## BRIEF
Will you transcribe the entries that follow, exactly and in full?
## begin
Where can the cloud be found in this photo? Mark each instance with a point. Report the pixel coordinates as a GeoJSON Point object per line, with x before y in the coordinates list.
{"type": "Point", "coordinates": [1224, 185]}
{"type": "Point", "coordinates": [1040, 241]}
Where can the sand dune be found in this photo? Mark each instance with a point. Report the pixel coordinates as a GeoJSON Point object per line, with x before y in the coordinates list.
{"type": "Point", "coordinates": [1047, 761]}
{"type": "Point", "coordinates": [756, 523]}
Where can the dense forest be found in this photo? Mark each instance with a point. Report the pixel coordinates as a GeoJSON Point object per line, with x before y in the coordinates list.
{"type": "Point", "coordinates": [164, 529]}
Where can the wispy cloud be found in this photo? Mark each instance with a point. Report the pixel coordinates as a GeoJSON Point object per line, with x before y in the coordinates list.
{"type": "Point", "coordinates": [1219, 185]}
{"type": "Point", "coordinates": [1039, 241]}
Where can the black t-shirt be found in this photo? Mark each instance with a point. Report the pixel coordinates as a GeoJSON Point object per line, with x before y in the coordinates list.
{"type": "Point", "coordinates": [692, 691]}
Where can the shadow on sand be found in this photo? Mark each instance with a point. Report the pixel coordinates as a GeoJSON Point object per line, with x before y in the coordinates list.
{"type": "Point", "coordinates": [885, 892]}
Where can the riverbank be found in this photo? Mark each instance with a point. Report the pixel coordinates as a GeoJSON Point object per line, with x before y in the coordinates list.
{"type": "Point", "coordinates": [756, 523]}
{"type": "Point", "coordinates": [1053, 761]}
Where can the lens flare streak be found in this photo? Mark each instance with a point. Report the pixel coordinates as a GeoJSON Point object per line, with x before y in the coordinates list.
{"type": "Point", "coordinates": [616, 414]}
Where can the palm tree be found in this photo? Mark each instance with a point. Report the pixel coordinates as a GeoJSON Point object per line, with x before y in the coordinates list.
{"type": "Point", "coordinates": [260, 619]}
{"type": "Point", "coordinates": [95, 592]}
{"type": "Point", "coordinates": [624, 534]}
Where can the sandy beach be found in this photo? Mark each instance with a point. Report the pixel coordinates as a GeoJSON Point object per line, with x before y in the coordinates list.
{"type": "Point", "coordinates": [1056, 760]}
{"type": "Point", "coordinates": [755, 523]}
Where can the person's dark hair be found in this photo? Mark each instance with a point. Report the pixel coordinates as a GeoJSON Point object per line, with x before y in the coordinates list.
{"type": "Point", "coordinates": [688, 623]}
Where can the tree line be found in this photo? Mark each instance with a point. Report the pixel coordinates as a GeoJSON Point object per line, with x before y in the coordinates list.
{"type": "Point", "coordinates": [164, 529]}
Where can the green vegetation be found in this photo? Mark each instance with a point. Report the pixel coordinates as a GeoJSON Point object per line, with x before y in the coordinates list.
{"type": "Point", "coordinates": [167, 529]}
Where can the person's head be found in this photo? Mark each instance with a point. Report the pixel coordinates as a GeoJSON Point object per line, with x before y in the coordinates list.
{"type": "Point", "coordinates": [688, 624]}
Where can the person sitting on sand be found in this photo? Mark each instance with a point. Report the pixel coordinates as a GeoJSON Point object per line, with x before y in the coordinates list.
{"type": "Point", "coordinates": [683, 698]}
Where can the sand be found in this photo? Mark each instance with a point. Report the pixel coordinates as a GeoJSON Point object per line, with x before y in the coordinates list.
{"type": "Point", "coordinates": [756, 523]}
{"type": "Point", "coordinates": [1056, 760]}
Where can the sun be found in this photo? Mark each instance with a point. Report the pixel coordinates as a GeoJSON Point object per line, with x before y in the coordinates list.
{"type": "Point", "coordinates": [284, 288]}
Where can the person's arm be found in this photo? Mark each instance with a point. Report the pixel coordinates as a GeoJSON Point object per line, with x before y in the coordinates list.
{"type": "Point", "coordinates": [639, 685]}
## end
## EXPECTED ANSWER
Where can the cloud be found in this photo? Mark each instance with a point. Report the pixel coordinates as a GeoJSON Point object per line, with x before y in the coordinates list.
{"type": "Point", "coordinates": [1224, 185]}
{"type": "Point", "coordinates": [1040, 241]}
Where can the sand dune be found in this photo? Mark each instance with a point. Report the pixel coordinates as a GeoJSON Point object per line, with x before y in the coordinates list.
{"type": "Point", "coordinates": [1047, 761]}
{"type": "Point", "coordinates": [756, 523]}
Where can the dense forest be found in this photo? Mark each instance with a point. Report the pixel coordinates as a GeoJSON Point object per line, with x before y in the coordinates list.
{"type": "Point", "coordinates": [164, 529]}
Where can the wispy cloud be found in this photo? Mark each instance with a point. Report the pixel coordinates as a GeoJSON Point object per line, with x before y in the coordinates list.
{"type": "Point", "coordinates": [1219, 185]}
{"type": "Point", "coordinates": [1039, 241]}
Where can the black t-shirt be found in this photo? Mark each instance with a point. Report the pixel coordinates as a GeoJSON Point object per line, with x before y in the coordinates list.
{"type": "Point", "coordinates": [692, 691]}
Where can the shadow on sand be found in this photo? Mark each instance with a point. Report the pixel coordinates as a GeoJSON Point object per line, with x before y in the coordinates list.
{"type": "Point", "coordinates": [885, 892]}
Where can the riverbank be found in this photo? Mark each instance with a point. Report the pixel coordinates as a GeoJSON Point object per line, with x before y in the coordinates list.
{"type": "Point", "coordinates": [756, 523]}
{"type": "Point", "coordinates": [1053, 761]}
Where can the lens flare streak be found in this photo? Mark each instance with a point. Report the pixel coordinates as a GeoJSON Point object per line, with x before y in the coordinates list.
{"type": "Point", "coordinates": [616, 414]}
Where can the palm tree be found in this photo? Mark each instance with a point. Report the pixel coordinates as a GeoJSON Point object per line, with x before y in the coordinates list.
{"type": "Point", "coordinates": [260, 619]}
{"type": "Point", "coordinates": [95, 592]}
{"type": "Point", "coordinates": [624, 534]}
Where can the sandy beach be found in this photo? Mark each instance with a point. Report the pixel coordinates as a GeoJSON Point object per line, with x before y in the coordinates list.
{"type": "Point", "coordinates": [1056, 760]}
{"type": "Point", "coordinates": [755, 523]}
Where can the person's dark hair be found in this photo? Mark each instance with a point. Report the pixel coordinates as a GeoJSON Point object per line, with x before y in the coordinates list.
{"type": "Point", "coordinates": [688, 623]}
Where can the tree line be found in this photo? Mark each instance with a point. Report the pixel coordinates as a GeoJSON Point object per line, with x before y in the coordinates list.
{"type": "Point", "coordinates": [164, 529]}
Where can the green vegetation be found in this photo? Mark each instance with a point. Report the pixel coordinates as a GeoJSON Point object per line, with x before y in the coordinates list.
{"type": "Point", "coordinates": [167, 529]}
Where can the person's head be found in this photo? Mark each instance with a point. Report the pixel coordinates as a GeoJSON Point object per line, with x before y in the coordinates list.
{"type": "Point", "coordinates": [688, 624]}
Where can the person sitting on sand be found in this photo? Mark each instance with a point. Report the pixel coordinates as a GeoJSON Point object per line, with x before y in the coordinates list.
{"type": "Point", "coordinates": [683, 698]}
Where can the sand be found in this photo? Mark each instance with a point. Report the pixel coordinates as a GeoJSON Point object per line, with x before y in the coordinates list.
{"type": "Point", "coordinates": [756, 523]}
{"type": "Point", "coordinates": [1056, 760]}
Where can the sun be found in this photo? Mark each instance with a point. Report the pixel coordinates as a GeoJSON Point object per line, with x before y in the coordinates list.
{"type": "Point", "coordinates": [284, 288]}
Where can the person's arm be found in this photo? Mark each instance with a point. Report the pixel coordinates as a GeoJSON Point object per line, with x before y in the coordinates list.
{"type": "Point", "coordinates": [639, 685]}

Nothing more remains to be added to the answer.